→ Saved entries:
=== Section Start ===
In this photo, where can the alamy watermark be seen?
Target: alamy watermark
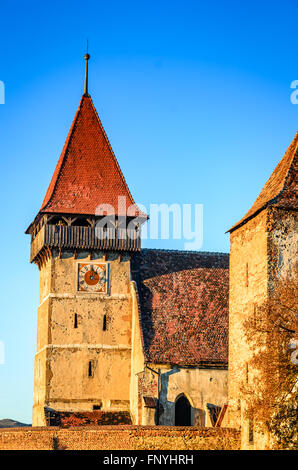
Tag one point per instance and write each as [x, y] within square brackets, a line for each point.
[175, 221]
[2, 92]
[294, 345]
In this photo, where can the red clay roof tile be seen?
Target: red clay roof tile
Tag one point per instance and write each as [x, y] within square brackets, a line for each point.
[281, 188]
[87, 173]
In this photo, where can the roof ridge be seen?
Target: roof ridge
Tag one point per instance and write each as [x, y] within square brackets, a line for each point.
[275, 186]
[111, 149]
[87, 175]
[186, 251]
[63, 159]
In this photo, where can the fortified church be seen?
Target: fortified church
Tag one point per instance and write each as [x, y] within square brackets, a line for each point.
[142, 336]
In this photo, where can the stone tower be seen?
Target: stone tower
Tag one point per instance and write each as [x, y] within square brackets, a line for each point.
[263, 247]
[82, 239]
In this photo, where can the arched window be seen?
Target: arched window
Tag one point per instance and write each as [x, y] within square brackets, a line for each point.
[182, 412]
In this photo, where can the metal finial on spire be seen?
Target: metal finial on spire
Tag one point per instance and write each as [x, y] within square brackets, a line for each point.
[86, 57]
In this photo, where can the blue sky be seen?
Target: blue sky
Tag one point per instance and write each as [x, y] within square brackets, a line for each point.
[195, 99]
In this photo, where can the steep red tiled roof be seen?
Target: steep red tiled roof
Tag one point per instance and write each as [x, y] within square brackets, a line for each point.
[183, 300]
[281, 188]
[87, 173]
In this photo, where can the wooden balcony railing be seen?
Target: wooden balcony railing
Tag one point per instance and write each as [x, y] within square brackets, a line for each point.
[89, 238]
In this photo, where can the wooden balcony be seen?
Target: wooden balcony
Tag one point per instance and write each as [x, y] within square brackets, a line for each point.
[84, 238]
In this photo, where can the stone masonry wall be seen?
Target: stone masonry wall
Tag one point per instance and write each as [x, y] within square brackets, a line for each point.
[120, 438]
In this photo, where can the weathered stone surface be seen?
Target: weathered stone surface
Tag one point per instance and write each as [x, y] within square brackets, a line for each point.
=== Section End ===
→ YOUR GOAL:
Copy the records exactly as they appear, excluding images.

→ ANSWER FOR THIS EXERCISE:
In this photo, where can the alamy watermark be seen?
Target: alamy watermark
Tag one point per instance and write each as [x, y] within square brackets, a line for each point.
[175, 221]
[2, 92]
[294, 345]
In this photo, where can the red clay roof tile be seen?
Target: red clay roof tile
Tag one point per instance and write each as [x, y] within square brackets, a line for each point.
[281, 188]
[87, 173]
In this photo, where can the roof ridge be seen?
Target: roof ridge
Tag one point per instance and write each as [x, y] within square brackets, a line for each point.
[275, 186]
[111, 149]
[87, 175]
[186, 251]
[63, 159]
In this photo, where can the fortified church be seen?
Target: fortified church
Tag one point per instance and write each as [x, y] within square brackets, a line for each point.
[142, 336]
In this photo, where can the stone tower be seen?
Target: stone tower
Tag one point per instance and write each as [x, y] within square brackets, a line for each point.
[263, 247]
[82, 239]
In this photo, where can the arched window be seen?
Target: arched window
Tag one point per instance and write each as [x, y] within square brackets, a line for each point.
[182, 412]
In this photo, where can the metal finial on spire be seen?
Target: metal finial on spire
Tag one point per instance and write each as [x, y] within square brackets, a line for each point.
[86, 57]
In this photo, where can the blue sky be seen?
Target: blue sky
Tag one point per instance and write each as [x, y] within square brackets, a line for each point.
[195, 99]
In this photo, where can the steep red tiled roof be seen?
Target: steep red tiled roof
Tag one point per instance and write each as [x, y] within square brackets, a line for each point.
[183, 300]
[281, 188]
[87, 173]
In this photo, where can the wooden balcony railing be seen?
Target: wooden balcony railing
Tag one point per instance and write each as [x, y] within square brackets, a line for each point.
[89, 238]
In this photo, where can the wooden balcony be seen?
Target: wooden balcony
Tag one point per instance and write each as [x, y] within square brackets, a line for each point.
[84, 238]
In this photo, where can the stone masonry wall be seen?
Target: stone masonry wall
Tag one point per instance and write each as [x, y] within square brackets, a line for each point.
[120, 438]
In this photo, where can the weathered stone surface be seen?
Target: weathered stone surface
Tag one point per instance and write each as [x, y] within square brackets, a line for each point.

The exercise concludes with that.